=== Article ===
The Man We Called Juan Carlos

52 min., closed captioned; Winner, Best in Category, Social Issues, Silver Chris Award, Columbus International Film Festival, 2001; distributed in Canada by Magic Lantern Communications, Ontario and Asterisk Productions, Victoria, B.C.; and in the U.S. by Bullfrog Films ( )

Wenceslao Armira was a farmer, teacher, guerilla, priest – and father of two children murdered by death squads during the height of the Guatemalan civil war in 1984. This documentary is the extraordinary story of an“ordinary“Mayan man from the highlands of Guatemala who in unexpected ways affected the lives of the filmmmakers for over 25 years, as they recorded his life and land reform struggles . A very personal story, it explores the intersection of disparate lives, North and South, through coincidence and timing, across borders and history. The life of“Juan Carlos“raises difficult questions about all of our connection to human rights, and social justice, and how we choose to make a difference in the world.
=== Recorded data ===
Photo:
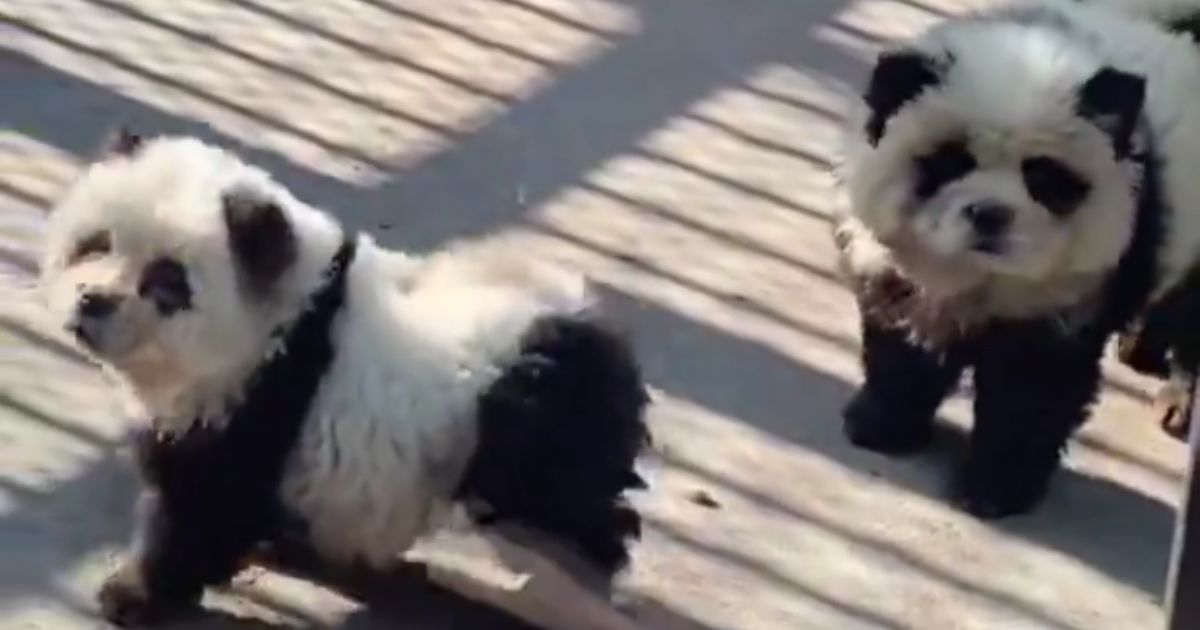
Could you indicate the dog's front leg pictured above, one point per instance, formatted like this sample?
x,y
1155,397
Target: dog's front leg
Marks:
x,y
166,568
528,585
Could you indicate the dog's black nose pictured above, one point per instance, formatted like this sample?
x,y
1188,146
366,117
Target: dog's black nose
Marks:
x,y
97,305
989,220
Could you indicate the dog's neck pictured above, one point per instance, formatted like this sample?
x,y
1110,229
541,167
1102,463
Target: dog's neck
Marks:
x,y
280,389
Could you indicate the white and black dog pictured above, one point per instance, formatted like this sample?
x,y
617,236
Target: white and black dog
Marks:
x,y
297,372
1020,186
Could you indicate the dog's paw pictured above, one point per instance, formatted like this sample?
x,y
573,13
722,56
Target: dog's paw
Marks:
x,y
869,425
126,603
1171,407
990,497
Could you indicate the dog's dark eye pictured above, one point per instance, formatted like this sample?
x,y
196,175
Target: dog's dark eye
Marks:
x,y
946,163
165,281
1054,185
95,245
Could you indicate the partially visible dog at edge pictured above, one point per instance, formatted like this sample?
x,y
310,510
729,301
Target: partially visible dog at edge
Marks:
x,y
1019,189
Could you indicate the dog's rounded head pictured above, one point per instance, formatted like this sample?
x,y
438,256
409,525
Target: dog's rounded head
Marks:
x,y
997,149
173,262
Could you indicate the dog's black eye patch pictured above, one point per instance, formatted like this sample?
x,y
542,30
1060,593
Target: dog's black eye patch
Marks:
x,y
1054,185
94,245
165,281
948,162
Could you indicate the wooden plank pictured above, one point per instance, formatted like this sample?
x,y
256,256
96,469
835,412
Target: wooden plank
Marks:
x,y
1183,582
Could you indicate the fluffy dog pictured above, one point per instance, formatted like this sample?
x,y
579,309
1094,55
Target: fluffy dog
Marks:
x,y
301,376
1020,187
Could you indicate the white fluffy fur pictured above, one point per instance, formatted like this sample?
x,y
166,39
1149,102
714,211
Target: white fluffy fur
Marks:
x,y
1011,89
393,425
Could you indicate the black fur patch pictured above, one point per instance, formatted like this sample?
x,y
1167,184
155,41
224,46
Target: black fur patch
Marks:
x,y
945,165
121,143
559,432
1131,287
1113,100
1054,185
1187,25
259,238
899,77
213,495
166,282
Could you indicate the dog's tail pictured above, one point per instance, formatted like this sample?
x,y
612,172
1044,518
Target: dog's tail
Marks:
x,y
558,436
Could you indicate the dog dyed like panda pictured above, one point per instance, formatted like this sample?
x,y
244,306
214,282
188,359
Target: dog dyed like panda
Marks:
x,y
1021,186
299,373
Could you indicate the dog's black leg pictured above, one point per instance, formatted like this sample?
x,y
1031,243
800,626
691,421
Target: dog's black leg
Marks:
x,y
1033,388
894,409
190,533
160,576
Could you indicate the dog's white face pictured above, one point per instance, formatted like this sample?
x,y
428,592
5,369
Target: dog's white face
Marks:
x,y
172,261
997,150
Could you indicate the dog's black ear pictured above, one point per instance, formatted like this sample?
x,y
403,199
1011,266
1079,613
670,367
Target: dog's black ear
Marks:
x,y
120,142
1113,101
899,77
261,238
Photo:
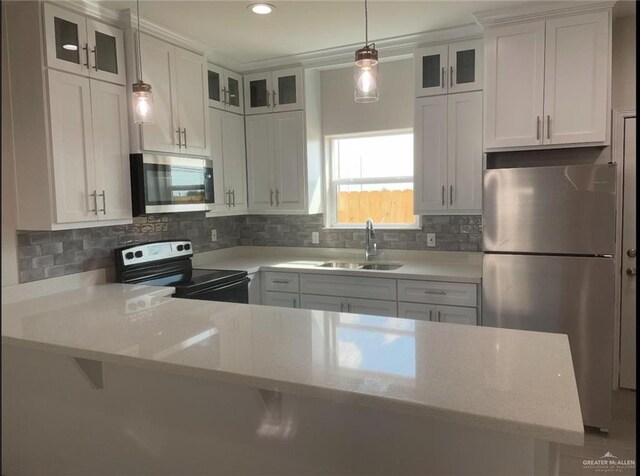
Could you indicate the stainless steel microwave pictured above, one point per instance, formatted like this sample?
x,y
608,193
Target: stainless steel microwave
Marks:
x,y
167,184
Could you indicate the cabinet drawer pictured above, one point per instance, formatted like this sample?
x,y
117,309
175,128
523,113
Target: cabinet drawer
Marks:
x,y
347,286
280,299
283,282
455,294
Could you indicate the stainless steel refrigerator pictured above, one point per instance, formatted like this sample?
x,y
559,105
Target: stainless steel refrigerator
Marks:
x,y
549,239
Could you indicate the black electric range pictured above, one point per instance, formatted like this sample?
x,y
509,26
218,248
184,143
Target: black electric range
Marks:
x,y
168,263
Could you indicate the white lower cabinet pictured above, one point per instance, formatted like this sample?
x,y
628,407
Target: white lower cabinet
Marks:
x,y
432,312
272,298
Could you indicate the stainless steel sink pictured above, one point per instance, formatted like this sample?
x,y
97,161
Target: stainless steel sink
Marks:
x,y
341,264
381,266
354,265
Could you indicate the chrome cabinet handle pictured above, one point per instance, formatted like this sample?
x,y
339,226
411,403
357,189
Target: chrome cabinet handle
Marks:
x,y
104,203
86,51
548,127
95,202
95,57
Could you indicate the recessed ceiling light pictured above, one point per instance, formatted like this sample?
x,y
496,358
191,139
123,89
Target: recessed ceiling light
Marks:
x,y
261,8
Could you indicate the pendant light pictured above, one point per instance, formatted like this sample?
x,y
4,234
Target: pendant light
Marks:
x,y
141,96
366,69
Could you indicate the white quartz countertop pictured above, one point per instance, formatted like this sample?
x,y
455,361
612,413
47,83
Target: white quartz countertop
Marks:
x,y
498,379
425,265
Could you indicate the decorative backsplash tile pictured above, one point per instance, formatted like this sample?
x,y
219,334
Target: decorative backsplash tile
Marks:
x,y
47,254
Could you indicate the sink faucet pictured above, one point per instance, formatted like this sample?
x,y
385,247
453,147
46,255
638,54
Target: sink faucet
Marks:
x,y
369,234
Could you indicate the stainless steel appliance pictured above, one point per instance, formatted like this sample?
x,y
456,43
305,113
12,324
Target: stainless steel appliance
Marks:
x,y
168,263
549,237
163,184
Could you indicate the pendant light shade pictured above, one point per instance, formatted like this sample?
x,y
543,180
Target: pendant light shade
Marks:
x,y
141,96
366,68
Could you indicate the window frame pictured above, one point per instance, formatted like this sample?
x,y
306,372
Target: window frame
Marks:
x,y
331,185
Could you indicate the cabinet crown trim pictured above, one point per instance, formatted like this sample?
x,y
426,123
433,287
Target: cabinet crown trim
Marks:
x,y
538,11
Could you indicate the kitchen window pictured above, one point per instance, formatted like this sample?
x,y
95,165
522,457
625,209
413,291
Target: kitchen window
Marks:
x,y
371,176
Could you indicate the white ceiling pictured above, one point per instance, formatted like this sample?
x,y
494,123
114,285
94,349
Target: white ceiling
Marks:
x,y
304,26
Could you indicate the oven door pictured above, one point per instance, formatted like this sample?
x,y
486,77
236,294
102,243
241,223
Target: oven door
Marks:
x,y
237,291
163,184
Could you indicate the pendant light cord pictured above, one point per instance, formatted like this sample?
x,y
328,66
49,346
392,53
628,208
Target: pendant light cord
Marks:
x,y
139,50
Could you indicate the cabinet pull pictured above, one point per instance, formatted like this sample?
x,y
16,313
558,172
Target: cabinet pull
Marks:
x,y
86,51
95,202
104,203
95,57
548,127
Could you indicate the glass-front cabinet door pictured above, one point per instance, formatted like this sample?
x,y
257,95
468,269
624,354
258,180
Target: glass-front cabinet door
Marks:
x,y
465,66
66,40
287,89
431,70
257,93
106,52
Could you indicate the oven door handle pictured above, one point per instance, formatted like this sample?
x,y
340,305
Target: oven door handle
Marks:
x,y
234,284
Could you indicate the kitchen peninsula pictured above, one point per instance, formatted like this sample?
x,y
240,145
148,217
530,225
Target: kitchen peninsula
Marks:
x,y
126,379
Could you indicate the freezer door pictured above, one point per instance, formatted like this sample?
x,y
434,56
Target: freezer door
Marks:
x,y
562,294
564,210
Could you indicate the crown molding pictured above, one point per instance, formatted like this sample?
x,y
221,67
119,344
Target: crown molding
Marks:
x,y
540,10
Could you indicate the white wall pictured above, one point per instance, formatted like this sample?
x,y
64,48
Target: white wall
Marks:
x,y
623,93
394,110
9,211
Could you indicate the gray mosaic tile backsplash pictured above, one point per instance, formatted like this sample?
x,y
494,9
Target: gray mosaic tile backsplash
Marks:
x,y
47,254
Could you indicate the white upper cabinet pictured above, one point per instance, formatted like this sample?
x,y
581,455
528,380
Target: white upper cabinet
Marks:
x,y
273,91
548,83
225,89
514,85
452,68
178,79
576,79
83,46
448,154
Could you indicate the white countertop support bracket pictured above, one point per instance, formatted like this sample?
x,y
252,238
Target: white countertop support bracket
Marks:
x,y
91,370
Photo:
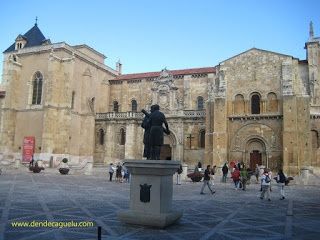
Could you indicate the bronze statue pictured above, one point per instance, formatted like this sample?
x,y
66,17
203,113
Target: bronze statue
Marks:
x,y
153,135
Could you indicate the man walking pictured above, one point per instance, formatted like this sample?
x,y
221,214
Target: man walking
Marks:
x,y
265,184
206,180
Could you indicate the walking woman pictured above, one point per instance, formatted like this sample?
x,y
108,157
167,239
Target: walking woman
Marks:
x,y
281,179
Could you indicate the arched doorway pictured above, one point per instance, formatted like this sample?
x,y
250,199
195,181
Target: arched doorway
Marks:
x,y
256,153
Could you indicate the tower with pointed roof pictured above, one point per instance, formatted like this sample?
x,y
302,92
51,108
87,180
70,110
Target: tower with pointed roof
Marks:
x,y
51,91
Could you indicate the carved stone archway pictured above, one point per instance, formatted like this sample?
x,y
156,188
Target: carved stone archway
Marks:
x,y
255,153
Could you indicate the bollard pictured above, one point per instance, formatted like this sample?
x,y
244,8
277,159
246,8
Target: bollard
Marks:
x,y
99,233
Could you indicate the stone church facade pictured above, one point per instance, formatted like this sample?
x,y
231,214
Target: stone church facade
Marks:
x,y
259,107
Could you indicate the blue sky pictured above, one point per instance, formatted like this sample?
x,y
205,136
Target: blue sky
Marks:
x,y
150,35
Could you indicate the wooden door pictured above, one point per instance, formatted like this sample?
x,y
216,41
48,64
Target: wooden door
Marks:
x,y
255,158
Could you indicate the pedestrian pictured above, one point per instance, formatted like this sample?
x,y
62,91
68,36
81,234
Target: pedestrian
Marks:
x,y
265,183
206,180
179,171
213,171
244,177
126,174
236,177
270,175
199,166
281,179
118,173
257,173
224,173
31,162
111,171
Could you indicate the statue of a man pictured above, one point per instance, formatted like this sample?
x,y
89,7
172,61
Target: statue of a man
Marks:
x,y
157,119
146,136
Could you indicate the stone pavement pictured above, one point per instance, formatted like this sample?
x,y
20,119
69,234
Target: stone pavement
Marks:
x,y
228,214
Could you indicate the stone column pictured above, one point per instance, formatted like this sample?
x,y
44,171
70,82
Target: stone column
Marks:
x,y
151,190
130,149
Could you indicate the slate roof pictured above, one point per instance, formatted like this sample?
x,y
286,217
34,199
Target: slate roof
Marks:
x,y
173,72
34,37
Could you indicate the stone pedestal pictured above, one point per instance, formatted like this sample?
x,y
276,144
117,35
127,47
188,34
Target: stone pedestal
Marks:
x,y
151,187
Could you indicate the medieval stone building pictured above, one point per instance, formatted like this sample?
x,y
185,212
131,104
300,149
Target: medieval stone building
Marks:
x,y
259,107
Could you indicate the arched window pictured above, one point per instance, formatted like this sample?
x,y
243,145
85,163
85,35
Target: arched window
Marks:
x,y
200,103
202,138
315,139
37,88
101,136
239,104
134,105
122,136
115,106
72,99
255,104
272,102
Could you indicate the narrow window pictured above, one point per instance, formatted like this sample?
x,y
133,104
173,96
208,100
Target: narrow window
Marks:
x,y
115,106
200,103
202,138
315,139
37,88
122,136
72,99
134,106
272,103
239,104
255,104
101,136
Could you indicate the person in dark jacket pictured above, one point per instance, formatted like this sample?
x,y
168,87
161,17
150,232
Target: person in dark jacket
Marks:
x,y
206,180
224,172
281,179
157,119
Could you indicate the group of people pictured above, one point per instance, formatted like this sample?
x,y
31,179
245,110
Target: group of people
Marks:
x,y
122,173
241,175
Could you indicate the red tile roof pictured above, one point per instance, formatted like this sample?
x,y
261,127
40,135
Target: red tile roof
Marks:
x,y
173,72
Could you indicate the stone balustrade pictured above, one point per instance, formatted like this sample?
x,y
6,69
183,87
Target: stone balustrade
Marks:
x,y
255,117
139,115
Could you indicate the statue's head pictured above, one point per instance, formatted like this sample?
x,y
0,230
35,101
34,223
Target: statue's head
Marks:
x,y
156,107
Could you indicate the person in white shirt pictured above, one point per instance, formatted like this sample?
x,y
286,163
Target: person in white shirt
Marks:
x,y
265,183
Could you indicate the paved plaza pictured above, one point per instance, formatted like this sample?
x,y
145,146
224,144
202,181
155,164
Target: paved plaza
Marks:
x,y
228,214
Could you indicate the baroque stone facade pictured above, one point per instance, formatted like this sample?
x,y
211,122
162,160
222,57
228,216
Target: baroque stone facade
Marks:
x,y
259,107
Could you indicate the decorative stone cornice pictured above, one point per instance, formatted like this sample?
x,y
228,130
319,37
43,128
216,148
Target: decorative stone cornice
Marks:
x,y
68,48
255,117
187,114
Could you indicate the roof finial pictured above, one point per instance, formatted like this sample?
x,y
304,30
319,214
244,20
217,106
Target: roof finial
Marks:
x,y
311,34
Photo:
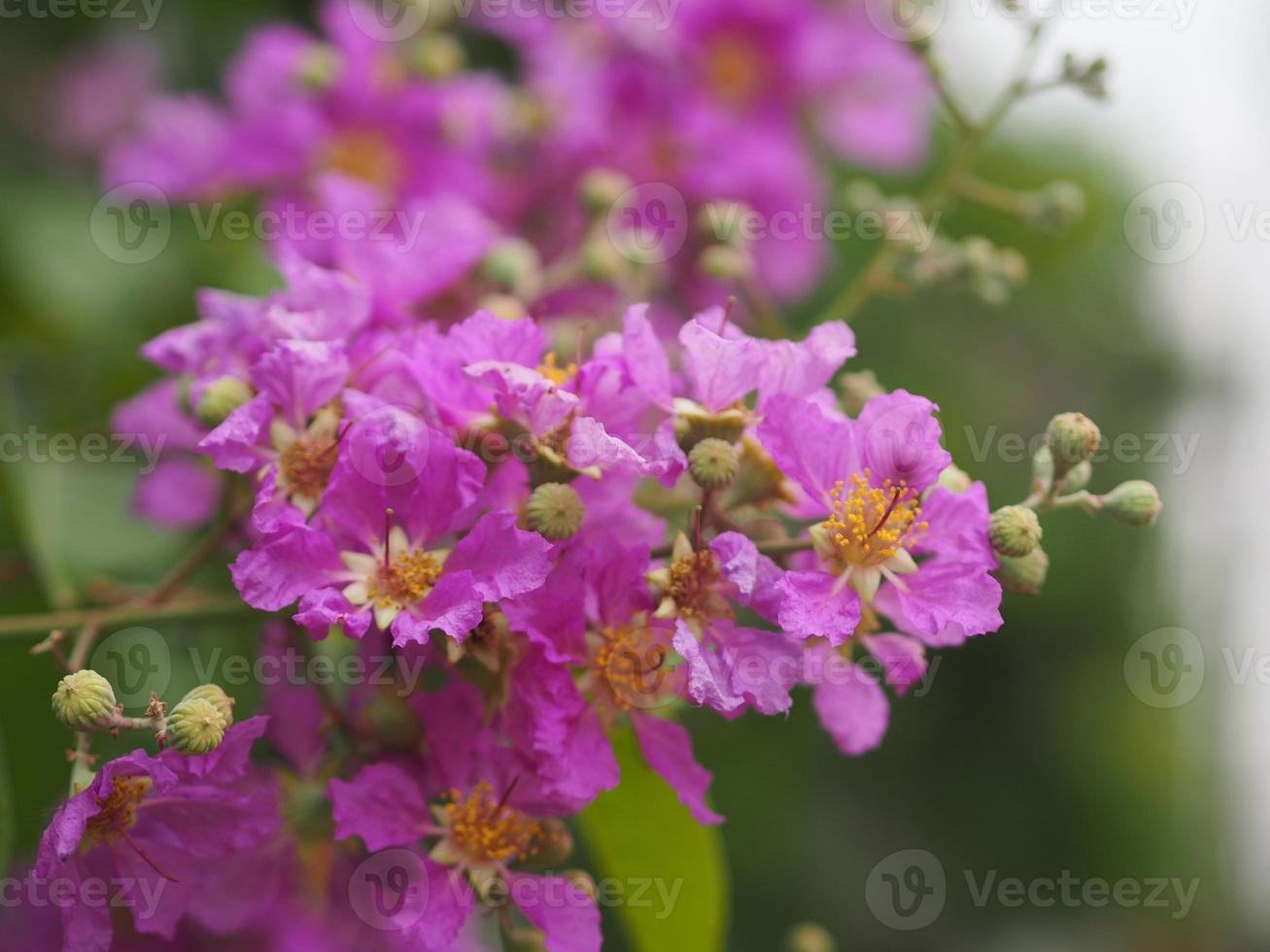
===
• [Requirements]:
**a.** Per the film description, in what year were Wenceslao Armira's two children murdered?
**b.** Write a continuation of the film description, starting right after its last sentence.

• [Task results]:
**a.** 1984

**b.**
“This sophisticated, troubling film raises important questions about human rights, the personal price of refusing to assent to evil and the responsibility of the ‘objective’ journalist who bears witness at somebody else’s cost.”
Stephen Hume, Vancouver Sun

“This film is a powerful telling of an inspiring life of generosity and courage in the midst of evil goings-on. A reminder of how important and how costly the struggle for justice is.”
Matthew Fox, author, theologian

“It avoids all exaggerations and puts the emphasis clearly on the ongoing determination of a courageous man who did what he thought was just.”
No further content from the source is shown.